-- begin --

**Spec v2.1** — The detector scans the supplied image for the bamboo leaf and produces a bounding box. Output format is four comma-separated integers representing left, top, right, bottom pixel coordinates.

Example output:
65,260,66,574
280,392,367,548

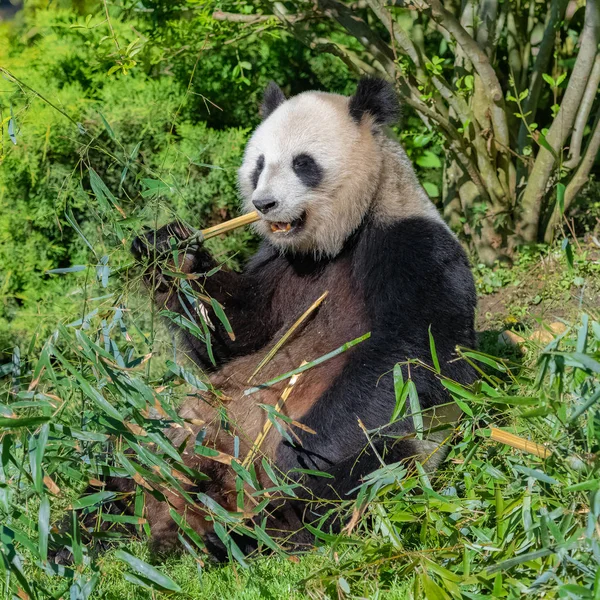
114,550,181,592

-- end --
-- begin --

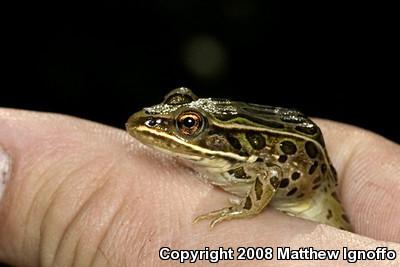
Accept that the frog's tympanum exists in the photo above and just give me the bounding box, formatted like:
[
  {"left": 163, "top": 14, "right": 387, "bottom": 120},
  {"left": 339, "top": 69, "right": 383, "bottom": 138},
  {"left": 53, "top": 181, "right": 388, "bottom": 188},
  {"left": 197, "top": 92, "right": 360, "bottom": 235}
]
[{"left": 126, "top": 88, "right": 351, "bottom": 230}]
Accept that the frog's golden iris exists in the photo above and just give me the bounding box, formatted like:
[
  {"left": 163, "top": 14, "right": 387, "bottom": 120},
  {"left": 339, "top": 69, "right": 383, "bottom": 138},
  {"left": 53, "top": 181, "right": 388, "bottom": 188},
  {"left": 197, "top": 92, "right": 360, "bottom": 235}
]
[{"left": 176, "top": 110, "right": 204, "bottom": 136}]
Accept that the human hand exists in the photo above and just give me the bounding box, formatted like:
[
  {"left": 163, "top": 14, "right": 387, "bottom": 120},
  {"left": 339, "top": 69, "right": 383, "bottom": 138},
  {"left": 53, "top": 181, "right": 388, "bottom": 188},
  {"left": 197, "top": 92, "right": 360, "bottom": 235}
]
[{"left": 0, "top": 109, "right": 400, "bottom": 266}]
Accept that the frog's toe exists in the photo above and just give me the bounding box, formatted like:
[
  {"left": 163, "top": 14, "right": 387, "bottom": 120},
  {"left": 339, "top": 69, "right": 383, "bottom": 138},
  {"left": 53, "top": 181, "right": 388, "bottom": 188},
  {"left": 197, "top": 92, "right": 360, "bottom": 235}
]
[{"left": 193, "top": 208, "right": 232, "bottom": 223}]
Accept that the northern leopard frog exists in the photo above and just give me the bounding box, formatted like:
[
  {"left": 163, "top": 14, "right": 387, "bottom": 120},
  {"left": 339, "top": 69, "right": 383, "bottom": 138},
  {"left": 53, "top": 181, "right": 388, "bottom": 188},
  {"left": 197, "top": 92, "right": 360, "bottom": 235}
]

-- end --

* **EXERCISE INSTRUCTIONS**:
Please copy the records word for word, starting at the line that contains "bottom pixel coordinates." and ending at the line that contains "114,550,181,592". Leave the pictures out.

* **SOLVED EXERCISE**:
**Spec v2.1** — The detector scans the supplied image for the bamboo leaf and produces a bounding box. Output format is four comma-separated integers representing left, top, right, bottom pixel coordinates.

Example output:
65,260,66,574
280,392,367,548

114,550,181,592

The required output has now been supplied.